EX-99.1 2 newsrelease.htm PRESS RELEASE Old Line Bancshares, Inc. Reports Third Quarter Results

EXHIBIT 99.1

Old Line Bancshares, Inc. Reports Third Quarter Results

BOWIE, Md., Oct. 30, 2007 (PRIME NEWSWIRE) -- James W. Cornelsen, President and Chief Executive Officer of Old Line Bancshares, Inc. (Nasdaq:OLBK), the parent company of Old Line Bank, reported that net income was $328,539 or $0.08 per basic and diluted common share for the three month period ending September 30, 2007, compared to $416,624 or $0.10 per basic and diluted common share for the same period in 2006. Net income for the nine month period ended September 30, 2007 was $1,063,741 or $0.25 per basic and diluted common share. This represented a decrease of $143,078 or 11.86% compared to net income of $1,206,819 or $0.28 per basic and diluted common share for the nine months ended September 30, 2006.

Total assets increased $21.1 million or 9.67% to $239.2 million on September 30, 2007 compared to the December 31, 2006 level of $218.1 million. Additionally, for the nine month period ended September 30, 2007, total loans grew 25.07% or $37.7 million to $188.1 million and total deposits at the third quarter end were $179.7 million which represented a $10.0 million or 5.89% increase. Customer deposits in overnight Master Notes, which are included in short term borrowings, also increased 158% or $11.4 million to $18.6 million at September 30, 2007 from $7.2 million at December 31, 2006.

**WHAT THIS EXERCISE ASKS**
A - Using the press release, state whether each statement holds: (i) net income for the three months ended September 30, 2007 exceeded that of the same period in 2006; (ii) total loans grew by $37.7 million over the nine months ended September 30, 2007; (iii) customer deposits in overnight Master Notes are counted within short term borrowings. Answer yes or no for each and quote the words of the press release that decide it.
B - Format as a numbered list the portion of the records that opens with the line containing "Expected: one point per instance of the brown" and closes with the line containing "point(174, 75)", including both of those lines and leaving out any blank lines.
The press release and the records are separate, unrelated material.

**MATERIAL FOR THIS EXERCISE**
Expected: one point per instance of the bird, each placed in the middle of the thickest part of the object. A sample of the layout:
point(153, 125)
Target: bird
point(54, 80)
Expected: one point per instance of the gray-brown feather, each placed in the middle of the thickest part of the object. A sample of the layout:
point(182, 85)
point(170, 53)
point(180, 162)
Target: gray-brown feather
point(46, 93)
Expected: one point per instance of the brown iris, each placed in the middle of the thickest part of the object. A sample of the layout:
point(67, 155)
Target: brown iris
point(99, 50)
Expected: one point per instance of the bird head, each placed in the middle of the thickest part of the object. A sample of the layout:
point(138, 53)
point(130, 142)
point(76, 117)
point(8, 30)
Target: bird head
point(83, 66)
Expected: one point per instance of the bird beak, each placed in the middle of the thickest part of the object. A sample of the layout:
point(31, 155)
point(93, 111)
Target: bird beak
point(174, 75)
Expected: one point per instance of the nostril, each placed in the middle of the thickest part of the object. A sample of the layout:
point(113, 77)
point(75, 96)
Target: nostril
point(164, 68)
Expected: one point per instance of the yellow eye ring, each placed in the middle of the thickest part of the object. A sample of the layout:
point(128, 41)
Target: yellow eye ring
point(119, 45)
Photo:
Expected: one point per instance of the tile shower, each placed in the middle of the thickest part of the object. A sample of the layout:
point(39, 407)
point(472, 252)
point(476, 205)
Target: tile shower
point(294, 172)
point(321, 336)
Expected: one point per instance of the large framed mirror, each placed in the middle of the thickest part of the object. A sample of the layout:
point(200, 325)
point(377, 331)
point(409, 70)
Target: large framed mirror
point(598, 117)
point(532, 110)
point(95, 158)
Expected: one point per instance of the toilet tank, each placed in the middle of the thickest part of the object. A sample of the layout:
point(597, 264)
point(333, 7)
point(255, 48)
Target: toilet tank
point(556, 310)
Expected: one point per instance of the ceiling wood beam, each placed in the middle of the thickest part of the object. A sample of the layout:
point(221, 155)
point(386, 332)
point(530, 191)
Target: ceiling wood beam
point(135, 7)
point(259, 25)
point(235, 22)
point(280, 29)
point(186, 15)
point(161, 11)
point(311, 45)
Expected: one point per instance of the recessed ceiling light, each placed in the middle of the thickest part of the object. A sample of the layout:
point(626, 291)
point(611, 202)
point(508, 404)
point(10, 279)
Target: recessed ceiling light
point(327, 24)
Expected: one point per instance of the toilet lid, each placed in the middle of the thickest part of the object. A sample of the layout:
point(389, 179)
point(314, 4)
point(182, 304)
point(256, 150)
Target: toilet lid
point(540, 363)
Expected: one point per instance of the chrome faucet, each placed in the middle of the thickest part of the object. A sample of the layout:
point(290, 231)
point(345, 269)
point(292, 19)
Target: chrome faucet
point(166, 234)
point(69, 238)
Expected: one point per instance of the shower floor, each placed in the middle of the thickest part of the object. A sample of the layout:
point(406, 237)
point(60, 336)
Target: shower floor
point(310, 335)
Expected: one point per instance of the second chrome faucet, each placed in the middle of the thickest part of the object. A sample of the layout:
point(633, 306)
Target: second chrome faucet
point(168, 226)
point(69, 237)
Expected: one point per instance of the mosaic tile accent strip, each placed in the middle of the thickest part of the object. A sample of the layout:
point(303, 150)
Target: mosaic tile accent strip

**ANSWERS BELOW**
A -
(i) No: "net income was $328,539 or $0.08 per basic and diluted common share for the three month period ending September 30, 2007, compared to $416,624 or $0.10 per basic and diluted common share for the same period in 2006"
(ii) Yes: "total loans grew 25.07% or $37.7 million to $188.1 million"
(iii) Yes: "Customer deposits in overnight Master Notes, which are included in short term borrowings"

B -
1. Expected: one point per instance of the brown iris, each placed in the middle of the thickest part of the object. A sample of the layout:
2. point(67, 155)
3. Target: brown iris
4. point(99, 50)
5. Expected: one point per instance of the bird head, each placed in the middle of the thickest part of the object. A sample of the layout:
6. point(138, 53)
7. point(130, 142)
8. point(76, 117)
9. point(8, 30)
10. Target: bird head
11. point(83, 66)
12. Expected: one point per instance of the bird beak, each placed in the middle of the thickest part of the object. A sample of the layout:
13. point(31, 155)
14. point(93, 111)
15. Target: bird beak
16. point(174, 75)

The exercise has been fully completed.